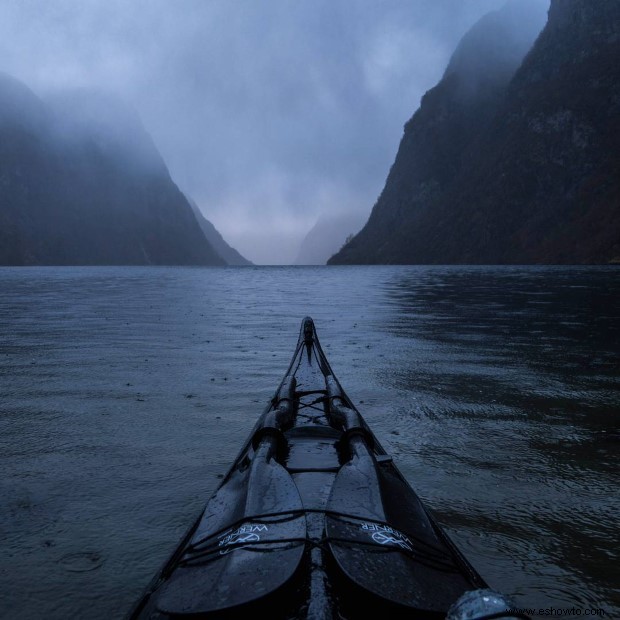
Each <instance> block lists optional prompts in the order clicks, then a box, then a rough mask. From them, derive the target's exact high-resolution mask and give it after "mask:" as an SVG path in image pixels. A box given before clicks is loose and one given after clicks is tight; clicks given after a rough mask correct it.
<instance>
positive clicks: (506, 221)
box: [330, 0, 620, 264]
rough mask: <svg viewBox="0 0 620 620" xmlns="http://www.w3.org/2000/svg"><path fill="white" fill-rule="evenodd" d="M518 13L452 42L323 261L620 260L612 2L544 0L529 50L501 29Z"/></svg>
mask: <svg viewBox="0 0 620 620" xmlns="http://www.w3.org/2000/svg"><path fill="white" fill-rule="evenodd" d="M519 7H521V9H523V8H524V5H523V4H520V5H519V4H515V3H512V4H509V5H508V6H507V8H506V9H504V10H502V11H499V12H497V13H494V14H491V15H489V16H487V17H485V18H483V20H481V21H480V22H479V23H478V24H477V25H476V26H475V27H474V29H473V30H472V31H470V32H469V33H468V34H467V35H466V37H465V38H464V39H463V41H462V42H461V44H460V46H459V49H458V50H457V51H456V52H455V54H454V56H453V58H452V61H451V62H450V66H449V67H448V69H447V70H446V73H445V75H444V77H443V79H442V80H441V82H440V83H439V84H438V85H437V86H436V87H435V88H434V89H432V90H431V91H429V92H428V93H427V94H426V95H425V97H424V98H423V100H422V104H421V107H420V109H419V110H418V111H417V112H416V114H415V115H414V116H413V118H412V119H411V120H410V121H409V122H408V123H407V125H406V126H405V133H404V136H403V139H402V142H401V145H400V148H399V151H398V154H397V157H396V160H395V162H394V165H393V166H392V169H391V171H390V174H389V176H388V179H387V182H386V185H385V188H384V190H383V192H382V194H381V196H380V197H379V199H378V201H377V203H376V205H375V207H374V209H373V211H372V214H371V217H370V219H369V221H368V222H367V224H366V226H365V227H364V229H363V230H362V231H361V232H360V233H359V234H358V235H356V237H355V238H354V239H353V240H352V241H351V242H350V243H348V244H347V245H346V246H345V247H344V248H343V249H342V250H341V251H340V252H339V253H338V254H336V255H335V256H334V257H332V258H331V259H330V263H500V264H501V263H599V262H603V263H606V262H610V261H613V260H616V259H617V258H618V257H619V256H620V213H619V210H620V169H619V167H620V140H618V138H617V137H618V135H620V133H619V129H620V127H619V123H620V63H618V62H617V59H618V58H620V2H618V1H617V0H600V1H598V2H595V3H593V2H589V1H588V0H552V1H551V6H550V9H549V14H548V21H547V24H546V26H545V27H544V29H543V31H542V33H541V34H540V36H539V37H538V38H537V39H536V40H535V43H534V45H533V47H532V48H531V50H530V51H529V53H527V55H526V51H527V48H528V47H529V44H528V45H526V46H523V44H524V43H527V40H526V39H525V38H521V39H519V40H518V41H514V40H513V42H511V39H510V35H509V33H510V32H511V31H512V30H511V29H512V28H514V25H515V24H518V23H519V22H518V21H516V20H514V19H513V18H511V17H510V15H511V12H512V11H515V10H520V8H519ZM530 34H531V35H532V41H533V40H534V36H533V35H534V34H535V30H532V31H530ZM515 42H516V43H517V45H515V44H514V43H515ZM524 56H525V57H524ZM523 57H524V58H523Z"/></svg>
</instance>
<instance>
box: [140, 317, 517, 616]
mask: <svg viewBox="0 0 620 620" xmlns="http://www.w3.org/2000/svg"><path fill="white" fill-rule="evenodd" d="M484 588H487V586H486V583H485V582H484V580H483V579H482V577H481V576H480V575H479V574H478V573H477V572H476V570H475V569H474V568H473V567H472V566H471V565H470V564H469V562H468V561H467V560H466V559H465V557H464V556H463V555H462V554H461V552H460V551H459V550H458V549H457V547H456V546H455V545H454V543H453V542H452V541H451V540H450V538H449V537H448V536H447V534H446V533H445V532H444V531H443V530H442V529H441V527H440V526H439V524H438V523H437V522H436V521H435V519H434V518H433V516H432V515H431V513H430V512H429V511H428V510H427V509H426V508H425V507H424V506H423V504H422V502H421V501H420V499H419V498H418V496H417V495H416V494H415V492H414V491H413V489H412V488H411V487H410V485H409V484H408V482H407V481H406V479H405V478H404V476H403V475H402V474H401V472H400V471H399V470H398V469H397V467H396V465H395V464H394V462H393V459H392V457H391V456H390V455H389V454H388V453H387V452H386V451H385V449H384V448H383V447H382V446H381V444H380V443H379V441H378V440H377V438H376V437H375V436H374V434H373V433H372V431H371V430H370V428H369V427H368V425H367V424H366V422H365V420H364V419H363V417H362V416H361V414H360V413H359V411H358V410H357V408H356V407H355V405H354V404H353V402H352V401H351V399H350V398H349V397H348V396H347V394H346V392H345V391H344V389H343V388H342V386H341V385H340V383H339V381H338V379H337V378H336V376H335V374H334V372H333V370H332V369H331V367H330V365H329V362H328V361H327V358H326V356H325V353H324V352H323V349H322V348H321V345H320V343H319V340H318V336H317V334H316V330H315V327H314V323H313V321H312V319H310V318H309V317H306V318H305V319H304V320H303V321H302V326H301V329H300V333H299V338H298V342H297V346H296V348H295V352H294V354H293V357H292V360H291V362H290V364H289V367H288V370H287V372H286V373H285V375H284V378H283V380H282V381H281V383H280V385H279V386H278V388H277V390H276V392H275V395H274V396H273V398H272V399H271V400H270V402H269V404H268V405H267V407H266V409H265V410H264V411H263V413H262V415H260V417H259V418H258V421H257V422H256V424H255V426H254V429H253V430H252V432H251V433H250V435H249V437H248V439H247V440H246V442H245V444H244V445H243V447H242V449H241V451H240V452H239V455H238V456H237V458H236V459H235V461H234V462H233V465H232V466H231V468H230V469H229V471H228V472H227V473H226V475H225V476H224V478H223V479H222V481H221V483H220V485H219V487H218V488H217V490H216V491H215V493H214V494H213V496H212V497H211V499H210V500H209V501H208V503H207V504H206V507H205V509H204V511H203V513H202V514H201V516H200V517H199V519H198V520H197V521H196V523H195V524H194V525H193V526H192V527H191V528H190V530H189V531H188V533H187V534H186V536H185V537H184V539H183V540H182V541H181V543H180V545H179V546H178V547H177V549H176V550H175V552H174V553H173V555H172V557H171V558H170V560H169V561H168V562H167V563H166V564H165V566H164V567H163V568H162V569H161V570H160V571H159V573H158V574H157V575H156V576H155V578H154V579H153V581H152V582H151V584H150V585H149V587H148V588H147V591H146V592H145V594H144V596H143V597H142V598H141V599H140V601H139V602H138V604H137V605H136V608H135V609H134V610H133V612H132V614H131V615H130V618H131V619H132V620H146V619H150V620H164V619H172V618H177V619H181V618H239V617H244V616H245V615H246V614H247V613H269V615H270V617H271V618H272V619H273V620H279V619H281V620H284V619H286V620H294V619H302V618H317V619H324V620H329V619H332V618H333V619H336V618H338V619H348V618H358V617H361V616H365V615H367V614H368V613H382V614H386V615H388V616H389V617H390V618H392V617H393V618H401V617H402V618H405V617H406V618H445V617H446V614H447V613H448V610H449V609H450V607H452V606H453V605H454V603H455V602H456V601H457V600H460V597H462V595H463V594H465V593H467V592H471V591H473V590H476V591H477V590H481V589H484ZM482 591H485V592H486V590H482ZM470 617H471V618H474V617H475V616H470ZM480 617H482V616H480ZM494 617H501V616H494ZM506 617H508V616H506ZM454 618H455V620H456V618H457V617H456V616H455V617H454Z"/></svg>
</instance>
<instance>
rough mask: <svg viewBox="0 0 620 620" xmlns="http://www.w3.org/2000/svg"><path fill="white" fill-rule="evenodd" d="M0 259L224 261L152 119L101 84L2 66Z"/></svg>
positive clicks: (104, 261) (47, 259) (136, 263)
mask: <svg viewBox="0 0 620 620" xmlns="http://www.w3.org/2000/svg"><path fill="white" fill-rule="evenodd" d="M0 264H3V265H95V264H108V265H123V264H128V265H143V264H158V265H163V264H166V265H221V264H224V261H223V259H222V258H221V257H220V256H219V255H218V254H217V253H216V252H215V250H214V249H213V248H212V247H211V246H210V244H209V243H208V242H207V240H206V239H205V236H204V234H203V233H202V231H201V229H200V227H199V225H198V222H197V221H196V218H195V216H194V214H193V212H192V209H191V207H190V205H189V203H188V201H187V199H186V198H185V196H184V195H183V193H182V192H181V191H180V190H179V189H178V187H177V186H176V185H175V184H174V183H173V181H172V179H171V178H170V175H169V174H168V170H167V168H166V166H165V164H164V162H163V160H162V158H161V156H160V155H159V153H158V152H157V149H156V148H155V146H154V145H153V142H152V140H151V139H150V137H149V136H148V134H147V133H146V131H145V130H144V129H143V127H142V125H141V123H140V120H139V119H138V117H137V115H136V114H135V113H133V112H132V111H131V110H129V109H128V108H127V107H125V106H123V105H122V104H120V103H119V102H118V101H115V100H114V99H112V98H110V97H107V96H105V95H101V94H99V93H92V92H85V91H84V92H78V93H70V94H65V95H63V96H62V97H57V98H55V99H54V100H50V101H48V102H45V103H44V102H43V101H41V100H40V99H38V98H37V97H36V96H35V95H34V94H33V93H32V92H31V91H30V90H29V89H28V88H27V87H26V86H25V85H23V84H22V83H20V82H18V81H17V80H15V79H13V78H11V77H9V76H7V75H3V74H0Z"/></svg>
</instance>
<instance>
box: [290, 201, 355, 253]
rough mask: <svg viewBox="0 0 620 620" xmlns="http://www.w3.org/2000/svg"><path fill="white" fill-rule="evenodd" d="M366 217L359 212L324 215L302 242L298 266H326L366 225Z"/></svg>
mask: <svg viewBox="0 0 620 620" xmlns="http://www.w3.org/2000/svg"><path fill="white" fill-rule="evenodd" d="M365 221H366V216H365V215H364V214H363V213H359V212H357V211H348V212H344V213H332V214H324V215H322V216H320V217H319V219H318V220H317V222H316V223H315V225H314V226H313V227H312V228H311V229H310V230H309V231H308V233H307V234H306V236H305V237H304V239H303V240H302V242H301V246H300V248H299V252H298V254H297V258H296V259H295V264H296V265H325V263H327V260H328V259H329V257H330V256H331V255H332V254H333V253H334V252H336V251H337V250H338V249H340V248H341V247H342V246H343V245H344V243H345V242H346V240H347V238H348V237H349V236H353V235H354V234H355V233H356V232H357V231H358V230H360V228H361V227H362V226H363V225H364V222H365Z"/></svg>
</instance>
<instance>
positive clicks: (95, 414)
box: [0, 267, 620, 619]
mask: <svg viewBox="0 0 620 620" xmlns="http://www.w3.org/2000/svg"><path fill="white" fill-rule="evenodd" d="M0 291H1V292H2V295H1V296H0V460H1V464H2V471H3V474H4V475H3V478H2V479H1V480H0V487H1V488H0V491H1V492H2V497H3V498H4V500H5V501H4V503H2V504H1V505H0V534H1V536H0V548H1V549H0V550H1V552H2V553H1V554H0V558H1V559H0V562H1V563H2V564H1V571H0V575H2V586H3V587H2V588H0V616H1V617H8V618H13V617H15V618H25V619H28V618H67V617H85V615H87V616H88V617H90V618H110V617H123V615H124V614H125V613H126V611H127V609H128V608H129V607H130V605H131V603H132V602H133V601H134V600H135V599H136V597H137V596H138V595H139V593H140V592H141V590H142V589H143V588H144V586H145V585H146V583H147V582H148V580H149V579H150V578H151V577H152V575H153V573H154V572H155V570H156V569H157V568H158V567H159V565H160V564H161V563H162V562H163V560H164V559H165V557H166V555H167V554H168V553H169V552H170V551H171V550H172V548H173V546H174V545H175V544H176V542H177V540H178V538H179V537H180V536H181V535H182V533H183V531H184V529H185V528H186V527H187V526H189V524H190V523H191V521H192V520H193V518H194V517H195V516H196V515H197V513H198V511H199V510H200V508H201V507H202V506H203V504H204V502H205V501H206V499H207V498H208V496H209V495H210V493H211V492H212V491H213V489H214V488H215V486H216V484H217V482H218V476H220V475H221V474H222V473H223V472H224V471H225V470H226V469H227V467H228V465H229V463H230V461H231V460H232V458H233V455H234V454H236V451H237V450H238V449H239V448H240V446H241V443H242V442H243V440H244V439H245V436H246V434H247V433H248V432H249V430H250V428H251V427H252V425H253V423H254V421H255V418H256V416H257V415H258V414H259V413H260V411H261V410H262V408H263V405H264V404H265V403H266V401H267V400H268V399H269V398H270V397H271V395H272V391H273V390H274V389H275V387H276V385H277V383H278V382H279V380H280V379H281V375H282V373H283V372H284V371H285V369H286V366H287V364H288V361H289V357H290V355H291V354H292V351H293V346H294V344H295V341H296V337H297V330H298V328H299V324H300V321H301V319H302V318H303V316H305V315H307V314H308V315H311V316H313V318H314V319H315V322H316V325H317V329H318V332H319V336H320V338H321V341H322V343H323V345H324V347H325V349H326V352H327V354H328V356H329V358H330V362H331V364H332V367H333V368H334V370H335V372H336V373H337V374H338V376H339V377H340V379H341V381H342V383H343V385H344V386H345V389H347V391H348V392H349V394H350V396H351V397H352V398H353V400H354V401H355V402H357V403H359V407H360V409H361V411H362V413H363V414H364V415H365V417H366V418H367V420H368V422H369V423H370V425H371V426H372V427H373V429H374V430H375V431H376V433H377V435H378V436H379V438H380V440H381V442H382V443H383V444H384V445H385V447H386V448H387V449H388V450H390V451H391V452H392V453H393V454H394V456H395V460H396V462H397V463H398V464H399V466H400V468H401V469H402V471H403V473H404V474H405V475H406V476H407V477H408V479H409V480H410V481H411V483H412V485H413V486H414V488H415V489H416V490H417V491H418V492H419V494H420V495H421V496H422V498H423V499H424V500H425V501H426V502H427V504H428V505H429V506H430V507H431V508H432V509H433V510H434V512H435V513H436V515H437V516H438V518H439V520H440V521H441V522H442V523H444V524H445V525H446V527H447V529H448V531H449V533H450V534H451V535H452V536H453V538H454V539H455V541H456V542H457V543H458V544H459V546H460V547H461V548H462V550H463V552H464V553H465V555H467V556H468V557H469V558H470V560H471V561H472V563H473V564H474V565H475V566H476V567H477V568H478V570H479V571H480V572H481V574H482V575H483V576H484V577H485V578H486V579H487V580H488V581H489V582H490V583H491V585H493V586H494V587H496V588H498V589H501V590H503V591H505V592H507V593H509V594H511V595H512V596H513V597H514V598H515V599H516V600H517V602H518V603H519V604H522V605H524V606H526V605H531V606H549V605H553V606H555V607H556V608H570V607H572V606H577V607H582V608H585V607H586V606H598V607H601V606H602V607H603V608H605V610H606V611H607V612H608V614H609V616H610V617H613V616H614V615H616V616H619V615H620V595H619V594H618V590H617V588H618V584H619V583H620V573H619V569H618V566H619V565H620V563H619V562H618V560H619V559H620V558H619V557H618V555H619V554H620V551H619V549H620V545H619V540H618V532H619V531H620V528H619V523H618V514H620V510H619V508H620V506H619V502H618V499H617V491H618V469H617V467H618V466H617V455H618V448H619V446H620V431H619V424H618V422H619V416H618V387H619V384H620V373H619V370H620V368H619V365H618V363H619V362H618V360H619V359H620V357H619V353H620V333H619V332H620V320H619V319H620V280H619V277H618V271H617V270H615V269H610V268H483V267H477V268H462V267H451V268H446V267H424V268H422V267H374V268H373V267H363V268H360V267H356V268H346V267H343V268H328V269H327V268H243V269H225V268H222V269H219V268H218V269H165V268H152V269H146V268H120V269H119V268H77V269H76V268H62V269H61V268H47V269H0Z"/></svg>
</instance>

* * *

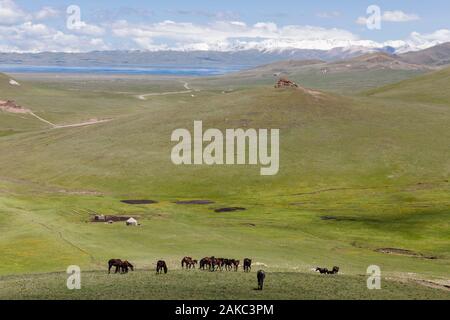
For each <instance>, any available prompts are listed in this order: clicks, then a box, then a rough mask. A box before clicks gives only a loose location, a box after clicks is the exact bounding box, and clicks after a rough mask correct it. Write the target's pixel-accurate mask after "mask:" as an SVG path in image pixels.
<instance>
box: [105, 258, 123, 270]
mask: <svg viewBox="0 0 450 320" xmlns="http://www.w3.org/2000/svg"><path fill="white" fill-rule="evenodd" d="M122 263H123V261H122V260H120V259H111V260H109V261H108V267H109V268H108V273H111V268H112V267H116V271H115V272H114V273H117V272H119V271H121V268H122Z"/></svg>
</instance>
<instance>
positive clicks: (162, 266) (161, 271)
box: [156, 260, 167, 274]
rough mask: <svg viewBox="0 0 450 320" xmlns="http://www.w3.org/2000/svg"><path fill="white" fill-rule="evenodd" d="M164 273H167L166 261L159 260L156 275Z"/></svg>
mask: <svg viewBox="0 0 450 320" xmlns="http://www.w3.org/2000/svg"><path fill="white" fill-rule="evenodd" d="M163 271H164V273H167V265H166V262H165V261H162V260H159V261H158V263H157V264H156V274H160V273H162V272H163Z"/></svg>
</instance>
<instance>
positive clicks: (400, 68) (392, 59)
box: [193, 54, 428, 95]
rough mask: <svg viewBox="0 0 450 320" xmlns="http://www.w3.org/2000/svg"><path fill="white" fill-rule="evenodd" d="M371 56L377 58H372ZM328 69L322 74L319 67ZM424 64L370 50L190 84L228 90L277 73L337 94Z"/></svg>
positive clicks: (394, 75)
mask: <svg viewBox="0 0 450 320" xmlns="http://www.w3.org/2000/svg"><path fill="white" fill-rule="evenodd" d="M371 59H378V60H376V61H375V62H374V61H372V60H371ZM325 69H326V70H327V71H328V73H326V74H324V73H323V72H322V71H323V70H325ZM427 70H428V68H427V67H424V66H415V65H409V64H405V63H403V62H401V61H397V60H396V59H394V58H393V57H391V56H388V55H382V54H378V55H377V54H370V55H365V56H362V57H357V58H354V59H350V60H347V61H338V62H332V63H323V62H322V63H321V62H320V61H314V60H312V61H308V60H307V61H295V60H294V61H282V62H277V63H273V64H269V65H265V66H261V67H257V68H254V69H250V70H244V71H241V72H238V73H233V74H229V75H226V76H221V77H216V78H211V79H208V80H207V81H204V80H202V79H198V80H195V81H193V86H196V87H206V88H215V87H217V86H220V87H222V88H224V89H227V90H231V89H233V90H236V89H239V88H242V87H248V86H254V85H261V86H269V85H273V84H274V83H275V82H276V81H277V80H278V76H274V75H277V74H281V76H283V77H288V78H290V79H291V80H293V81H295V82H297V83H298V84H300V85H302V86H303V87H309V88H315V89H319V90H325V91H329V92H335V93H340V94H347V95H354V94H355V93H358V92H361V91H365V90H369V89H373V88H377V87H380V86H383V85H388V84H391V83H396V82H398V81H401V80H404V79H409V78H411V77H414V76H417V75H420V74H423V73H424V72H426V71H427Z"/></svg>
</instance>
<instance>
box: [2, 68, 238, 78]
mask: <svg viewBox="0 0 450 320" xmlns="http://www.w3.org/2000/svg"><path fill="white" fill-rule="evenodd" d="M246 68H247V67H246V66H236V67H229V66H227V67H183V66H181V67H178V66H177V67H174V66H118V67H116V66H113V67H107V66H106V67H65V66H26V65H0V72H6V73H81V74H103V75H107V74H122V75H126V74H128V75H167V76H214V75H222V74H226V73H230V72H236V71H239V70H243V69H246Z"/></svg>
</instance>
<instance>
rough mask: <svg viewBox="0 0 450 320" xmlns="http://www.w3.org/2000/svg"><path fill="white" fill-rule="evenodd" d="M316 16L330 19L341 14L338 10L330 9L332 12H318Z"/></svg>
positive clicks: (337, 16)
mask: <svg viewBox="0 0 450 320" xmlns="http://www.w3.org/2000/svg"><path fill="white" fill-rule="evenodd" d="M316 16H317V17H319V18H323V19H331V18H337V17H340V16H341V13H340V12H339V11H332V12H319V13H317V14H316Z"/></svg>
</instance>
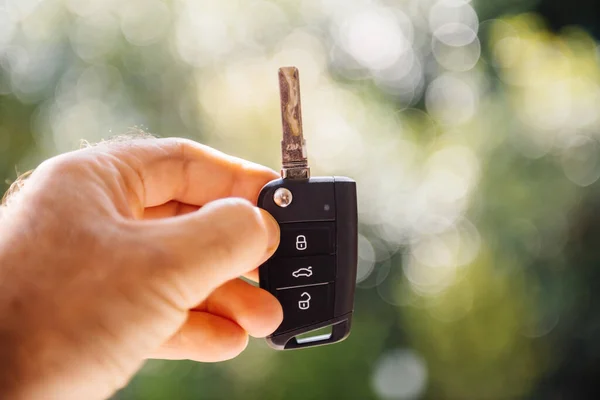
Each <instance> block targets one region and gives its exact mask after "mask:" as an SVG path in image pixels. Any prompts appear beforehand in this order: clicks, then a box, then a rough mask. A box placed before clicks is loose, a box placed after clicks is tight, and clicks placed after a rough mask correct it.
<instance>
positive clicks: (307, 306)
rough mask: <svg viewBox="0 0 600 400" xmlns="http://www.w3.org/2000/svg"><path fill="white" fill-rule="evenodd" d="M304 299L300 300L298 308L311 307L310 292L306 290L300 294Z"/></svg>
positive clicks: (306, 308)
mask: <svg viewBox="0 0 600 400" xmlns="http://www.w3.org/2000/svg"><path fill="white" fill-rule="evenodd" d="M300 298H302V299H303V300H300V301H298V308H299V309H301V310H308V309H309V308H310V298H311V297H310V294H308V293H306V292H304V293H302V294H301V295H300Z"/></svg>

--

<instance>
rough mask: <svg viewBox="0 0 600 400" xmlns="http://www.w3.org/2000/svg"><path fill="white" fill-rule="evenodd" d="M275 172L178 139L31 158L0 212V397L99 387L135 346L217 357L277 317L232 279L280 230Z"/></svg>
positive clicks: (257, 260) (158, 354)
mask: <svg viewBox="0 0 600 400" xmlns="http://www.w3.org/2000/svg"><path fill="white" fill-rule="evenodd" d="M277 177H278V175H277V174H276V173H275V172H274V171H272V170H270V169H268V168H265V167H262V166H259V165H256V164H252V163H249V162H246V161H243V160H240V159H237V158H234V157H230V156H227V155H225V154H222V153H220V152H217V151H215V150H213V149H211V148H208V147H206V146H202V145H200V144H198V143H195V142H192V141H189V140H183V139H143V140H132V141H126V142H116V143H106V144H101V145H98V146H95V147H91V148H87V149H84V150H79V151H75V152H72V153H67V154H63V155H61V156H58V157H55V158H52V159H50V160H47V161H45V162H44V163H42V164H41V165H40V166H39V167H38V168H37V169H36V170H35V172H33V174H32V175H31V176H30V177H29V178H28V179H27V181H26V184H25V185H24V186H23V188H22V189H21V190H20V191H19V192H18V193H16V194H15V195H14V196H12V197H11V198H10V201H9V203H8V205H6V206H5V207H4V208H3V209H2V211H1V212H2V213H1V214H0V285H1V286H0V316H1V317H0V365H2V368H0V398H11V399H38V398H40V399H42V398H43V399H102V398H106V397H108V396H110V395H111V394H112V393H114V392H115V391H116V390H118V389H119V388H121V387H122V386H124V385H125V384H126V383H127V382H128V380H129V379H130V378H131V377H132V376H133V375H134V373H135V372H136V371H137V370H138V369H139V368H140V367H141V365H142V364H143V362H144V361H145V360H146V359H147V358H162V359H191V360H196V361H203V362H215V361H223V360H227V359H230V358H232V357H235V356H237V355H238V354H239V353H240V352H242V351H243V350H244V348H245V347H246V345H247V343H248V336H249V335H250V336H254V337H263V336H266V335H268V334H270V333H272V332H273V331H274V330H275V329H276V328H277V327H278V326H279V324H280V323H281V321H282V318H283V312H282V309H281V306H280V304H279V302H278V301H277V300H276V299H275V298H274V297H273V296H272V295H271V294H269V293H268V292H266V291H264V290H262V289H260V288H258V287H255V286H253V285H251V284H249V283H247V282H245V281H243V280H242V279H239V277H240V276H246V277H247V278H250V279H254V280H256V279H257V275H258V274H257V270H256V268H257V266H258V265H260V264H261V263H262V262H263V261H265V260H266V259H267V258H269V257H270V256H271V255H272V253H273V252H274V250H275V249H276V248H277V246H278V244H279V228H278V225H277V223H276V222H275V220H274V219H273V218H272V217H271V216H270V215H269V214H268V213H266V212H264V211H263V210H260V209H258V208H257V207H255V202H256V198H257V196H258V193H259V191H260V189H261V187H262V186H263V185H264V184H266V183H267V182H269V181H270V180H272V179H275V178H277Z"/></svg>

▸ **REQUIREMENT**
Beginning with the line that contains "positive clicks: (337, 16)", write out the lines of the material above exactly, and end with the line that contains "299L300 300L298 308L311". Omit the pictures.

▸ **RESPONSE TO THE EXERCISE**
positive clicks: (337, 16)
mask: <svg viewBox="0 0 450 320" xmlns="http://www.w3.org/2000/svg"><path fill="white" fill-rule="evenodd" d="M316 16H317V17H319V18H323V19H331V18H337V17H340V16H341V13H340V12H339V11H332V12H319V13H317V14H316Z"/></svg>
</instance>
Each <instance> block targets one region and gives its exact mask after "mask:" as an SVG path in image pixels. Any prompts appear beforehand in this order: clicks, then a box, then a rough mask. A box placed before clicks is loose, a box placed after clicks is tight, and clicks placed after a rough mask correct it.
<instance>
positive clicks: (307, 306)
rough mask: <svg viewBox="0 0 600 400" xmlns="http://www.w3.org/2000/svg"><path fill="white" fill-rule="evenodd" d="M304 299L300 300L298 308L311 307L310 292L306 290L300 294Z"/></svg>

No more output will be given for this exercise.